What to work on: Reproduce every one of the rows below word for word, with nothing left out or changed.

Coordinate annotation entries
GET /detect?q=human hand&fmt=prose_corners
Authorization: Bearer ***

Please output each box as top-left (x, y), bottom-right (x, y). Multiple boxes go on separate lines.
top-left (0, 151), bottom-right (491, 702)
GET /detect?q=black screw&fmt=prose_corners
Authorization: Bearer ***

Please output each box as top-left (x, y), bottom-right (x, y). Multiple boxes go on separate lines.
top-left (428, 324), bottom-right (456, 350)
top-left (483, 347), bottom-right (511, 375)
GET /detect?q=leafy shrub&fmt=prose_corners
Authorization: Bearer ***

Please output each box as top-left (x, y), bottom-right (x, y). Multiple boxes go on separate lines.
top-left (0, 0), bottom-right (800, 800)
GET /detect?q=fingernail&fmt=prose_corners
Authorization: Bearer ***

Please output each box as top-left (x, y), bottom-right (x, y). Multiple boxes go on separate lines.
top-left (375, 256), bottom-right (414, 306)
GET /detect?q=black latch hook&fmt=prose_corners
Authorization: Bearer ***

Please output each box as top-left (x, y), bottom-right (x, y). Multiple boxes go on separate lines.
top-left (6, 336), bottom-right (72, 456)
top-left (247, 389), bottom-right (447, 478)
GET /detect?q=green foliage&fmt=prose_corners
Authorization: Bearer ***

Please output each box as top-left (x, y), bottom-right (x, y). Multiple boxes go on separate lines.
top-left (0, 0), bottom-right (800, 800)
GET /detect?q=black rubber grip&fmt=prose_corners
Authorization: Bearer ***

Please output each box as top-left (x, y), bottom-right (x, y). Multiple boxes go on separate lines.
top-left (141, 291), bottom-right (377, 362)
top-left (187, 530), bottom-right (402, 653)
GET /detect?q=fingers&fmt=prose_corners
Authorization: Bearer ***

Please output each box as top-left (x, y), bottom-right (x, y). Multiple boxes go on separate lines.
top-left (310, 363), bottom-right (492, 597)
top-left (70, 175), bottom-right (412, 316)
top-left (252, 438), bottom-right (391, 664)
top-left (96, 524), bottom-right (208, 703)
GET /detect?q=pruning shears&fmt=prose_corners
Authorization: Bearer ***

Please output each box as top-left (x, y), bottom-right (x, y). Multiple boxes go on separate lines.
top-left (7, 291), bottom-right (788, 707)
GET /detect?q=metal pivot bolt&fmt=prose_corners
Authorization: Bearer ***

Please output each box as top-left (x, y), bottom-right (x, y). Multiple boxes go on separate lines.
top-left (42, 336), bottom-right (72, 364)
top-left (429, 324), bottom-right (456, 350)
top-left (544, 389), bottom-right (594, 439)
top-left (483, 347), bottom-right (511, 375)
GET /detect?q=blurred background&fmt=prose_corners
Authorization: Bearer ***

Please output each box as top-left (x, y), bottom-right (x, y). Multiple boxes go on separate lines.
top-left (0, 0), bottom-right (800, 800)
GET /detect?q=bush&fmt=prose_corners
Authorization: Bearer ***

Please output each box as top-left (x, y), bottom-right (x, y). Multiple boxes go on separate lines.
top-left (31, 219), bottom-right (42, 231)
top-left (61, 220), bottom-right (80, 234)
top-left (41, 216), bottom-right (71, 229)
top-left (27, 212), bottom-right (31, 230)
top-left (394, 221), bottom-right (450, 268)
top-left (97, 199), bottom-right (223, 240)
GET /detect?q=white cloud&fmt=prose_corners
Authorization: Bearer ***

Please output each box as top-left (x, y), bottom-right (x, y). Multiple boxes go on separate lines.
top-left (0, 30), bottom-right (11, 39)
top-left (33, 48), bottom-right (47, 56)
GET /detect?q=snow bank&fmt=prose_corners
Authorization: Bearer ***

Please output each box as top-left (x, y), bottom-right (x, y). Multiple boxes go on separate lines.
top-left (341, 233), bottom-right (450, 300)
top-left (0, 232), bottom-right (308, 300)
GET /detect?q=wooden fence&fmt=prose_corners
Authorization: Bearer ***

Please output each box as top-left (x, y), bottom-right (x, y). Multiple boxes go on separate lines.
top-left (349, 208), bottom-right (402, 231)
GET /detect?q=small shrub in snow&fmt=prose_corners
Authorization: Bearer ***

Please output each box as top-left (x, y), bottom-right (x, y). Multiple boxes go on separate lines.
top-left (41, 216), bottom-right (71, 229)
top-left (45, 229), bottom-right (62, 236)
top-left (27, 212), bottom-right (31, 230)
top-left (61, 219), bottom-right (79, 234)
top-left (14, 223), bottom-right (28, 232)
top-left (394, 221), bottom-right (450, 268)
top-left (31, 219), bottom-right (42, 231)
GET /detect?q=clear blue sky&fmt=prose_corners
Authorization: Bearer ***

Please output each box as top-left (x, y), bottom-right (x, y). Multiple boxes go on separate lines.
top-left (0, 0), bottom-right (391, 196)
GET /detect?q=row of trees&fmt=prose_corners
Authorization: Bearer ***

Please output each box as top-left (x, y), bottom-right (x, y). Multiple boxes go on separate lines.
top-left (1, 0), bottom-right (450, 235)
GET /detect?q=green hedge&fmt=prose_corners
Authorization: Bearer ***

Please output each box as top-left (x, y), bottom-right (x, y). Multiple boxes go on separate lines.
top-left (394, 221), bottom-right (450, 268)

Written reply:
GET /detect?q=human hand&fmt=prose_corners
Authorization: Bearer ***

Please output each box as top-left (x, y), bottom-right (x, y). Multiple boxes go on separate lines.
top-left (0, 151), bottom-right (491, 702)
GET /detect?q=black screw&fmt=prose_corners
Authorization: Bearer ***

Please output each box as top-left (x, y), bottom-right (x, y). Multiple boxes go on separate lines.
top-left (428, 324), bottom-right (456, 350)
top-left (483, 347), bottom-right (511, 375)
GET /detect?q=leafy shrub&fmt=prose_corners
Authorization: Bearer ***

Please output each box as top-left (x, y), bottom-right (x, y). Multiple boxes go on separate lines.
top-left (0, 0), bottom-right (800, 800)
GET /detect?q=fingernail&fmt=prose_corners
Authorization: Bearer ***

Please output each box as top-left (x, y), bottom-right (x, y). Multiple boxes go on separate lines.
top-left (375, 256), bottom-right (414, 306)
GET /detect?q=black latch hook&fmt=prose_corners
Authorization: Bearer ***

Please output each box as top-left (x, y), bottom-right (x, y). Multiple boxes go on separate lines.
top-left (6, 336), bottom-right (72, 456)
top-left (247, 389), bottom-right (447, 478)
GET /detect?q=green foliage&fmt=prose_corners
Authorization: Bearer ***

Please output each box as top-left (x, y), bottom-right (x, y). Multiple boxes go on separate lines.
top-left (0, 0), bottom-right (800, 800)
GET /detect?q=black rubber grip&fmt=prose_corners
Authorization: Bearer ***

Please output each box as top-left (x, y), bottom-right (x, y). Multiple boxes go on separate lines.
top-left (141, 291), bottom-right (377, 362)
top-left (187, 530), bottom-right (402, 653)
GET /detect?q=fingers&fmt=prose_corners
Authorization: Bearer ***

Please output each box as top-left (x, y), bottom-right (x, y). Multiple boxes go on separate lines.
top-left (310, 363), bottom-right (492, 597)
top-left (70, 175), bottom-right (412, 316)
top-left (252, 438), bottom-right (391, 664)
top-left (96, 524), bottom-right (208, 703)
GET /detect?q=pruning shears&fmt=prose_corners
Authorization: Bearer ***

Please output each box as top-left (x, y), bottom-right (x, y). Multiple boxes go on separate lines.
top-left (7, 291), bottom-right (788, 707)
GET /detect?q=metal pivot bolt&fmt=prose_corners
Authorization: Bearer ***

Please output each box as top-left (x, y), bottom-right (x, y). Multiple boxes go on separate lines.
top-left (42, 336), bottom-right (72, 364)
top-left (429, 324), bottom-right (456, 350)
top-left (544, 389), bottom-right (594, 439)
top-left (483, 347), bottom-right (511, 375)
GET /detect?q=blurred background&fmt=prose_corners
Authorization: Bearer ***

Please output each box as top-left (x, y), bottom-right (x, y). Multiple boxes go on separate lines.
top-left (0, 0), bottom-right (800, 800)
GET /detect?q=bush&fmt=prose_corners
Authorization: Bearer ***

Please output each box as top-left (x, y), bottom-right (x, y). Multiple boxes go on separate lines.
top-left (31, 219), bottom-right (42, 231)
top-left (61, 220), bottom-right (80, 234)
top-left (41, 216), bottom-right (71, 229)
top-left (27, 212), bottom-right (31, 230)
top-left (394, 221), bottom-right (450, 268)
top-left (97, 199), bottom-right (223, 240)
GET /detect?q=white cloud&fmt=prose_corners
Authorization: Bearer ***

Please output each box as top-left (x, y), bottom-right (x, y). Multiple boxes go on separate lines.
top-left (0, 30), bottom-right (11, 39)
top-left (33, 48), bottom-right (47, 56)
GET /detect?q=snow bank&fmt=prose_corners
Authorization: Bearer ***

Please output each box as top-left (x, y), bottom-right (x, y). Multiple boxes go on separate lines.
top-left (341, 233), bottom-right (450, 300)
top-left (0, 232), bottom-right (308, 300)
GET /detect?q=wooden fence&fmt=prose_corners
Authorization: Bearer ***

Please output each box as top-left (x, y), bottom-right (x, y). Multiple boxes go on separate lines.
top-left (349, 208), bottom-right (402, 231)
GET /detect?q=small shrub in snow&fmt=prose_corners
Authorization: Bearer ***

Please output each box as top-left (x, y), bottom-right (x, y). Multiple boxes go on separate lines.
top-left (41, 216), bottom-right (71, 229)
top-left (45, 229), bottom-right (62, 236)
top-left (27, 212), bottom-right (31, 230)
top-left (61, 219), bottom-right (79, 234)
top-left (14, 223), bottom-right (28, 232)
top-left (394, 221), bottom-right (450, 268)
top-left (31, 219), bottom-right (42, 231)
GET /detect?q=clear blue sky&fmt=prose_corners
Authorization: Bearer ***

Please output each box as top-left (x, y), bottom-right (x, y). Multiple boxes go on separate lines.
top-left (0, 0), bottom-right (391, 196)
GET /detect?q=row of trees&fmt=prose_corners
Authorization: Bearer ***

Please output each box as top-left (x, y), bottom-right (x, y). Multiple boxes go on separate lines.
top-left (1, 0), bottom-right (450, 235)
GET /detect?q=green hedge&fmt=prose_corners
Authorization: Bearer ***

Please output each box as top-left (x, y), bottom-right (x, y). Multiple boxes go on separate lines.
top-left (394, 221), bottom-right (450, 268)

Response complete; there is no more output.